Task goal
Return the lines below that contain "white".
--- Dataset records ---
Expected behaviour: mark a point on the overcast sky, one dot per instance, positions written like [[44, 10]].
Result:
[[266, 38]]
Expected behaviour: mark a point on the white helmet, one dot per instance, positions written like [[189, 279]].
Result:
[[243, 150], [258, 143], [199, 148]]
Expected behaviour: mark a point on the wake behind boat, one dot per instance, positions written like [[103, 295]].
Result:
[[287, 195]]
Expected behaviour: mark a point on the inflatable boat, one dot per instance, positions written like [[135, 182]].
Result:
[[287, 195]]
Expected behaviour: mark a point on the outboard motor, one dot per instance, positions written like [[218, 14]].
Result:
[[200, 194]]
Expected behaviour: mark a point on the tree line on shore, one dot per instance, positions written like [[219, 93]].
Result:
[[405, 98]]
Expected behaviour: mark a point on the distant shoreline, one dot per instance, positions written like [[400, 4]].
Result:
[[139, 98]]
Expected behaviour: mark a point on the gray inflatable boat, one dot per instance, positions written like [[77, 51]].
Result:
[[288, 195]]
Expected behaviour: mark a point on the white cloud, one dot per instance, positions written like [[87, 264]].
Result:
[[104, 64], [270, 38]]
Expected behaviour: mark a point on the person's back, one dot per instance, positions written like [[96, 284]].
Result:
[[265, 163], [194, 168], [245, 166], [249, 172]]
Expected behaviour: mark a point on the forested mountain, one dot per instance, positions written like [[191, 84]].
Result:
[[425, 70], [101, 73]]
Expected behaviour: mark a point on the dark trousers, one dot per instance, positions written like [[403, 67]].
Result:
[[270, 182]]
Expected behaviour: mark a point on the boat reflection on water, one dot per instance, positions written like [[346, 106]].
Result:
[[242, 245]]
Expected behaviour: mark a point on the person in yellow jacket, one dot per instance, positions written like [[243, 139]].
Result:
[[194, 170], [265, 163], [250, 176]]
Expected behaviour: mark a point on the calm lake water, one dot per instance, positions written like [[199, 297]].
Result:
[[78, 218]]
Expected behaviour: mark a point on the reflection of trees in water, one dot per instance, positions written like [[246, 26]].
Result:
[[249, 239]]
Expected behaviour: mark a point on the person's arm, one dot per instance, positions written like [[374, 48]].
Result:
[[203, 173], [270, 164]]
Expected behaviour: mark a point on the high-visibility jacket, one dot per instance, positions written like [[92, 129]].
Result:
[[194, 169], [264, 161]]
---
Solution to this task
Expected behaviour: mark a point on the white helmet, one dot per instance, positions written like [[189, 279]].
Expected behaviour: mark a point on the white cloud, one dot per instance, positions written like [[87, 264]].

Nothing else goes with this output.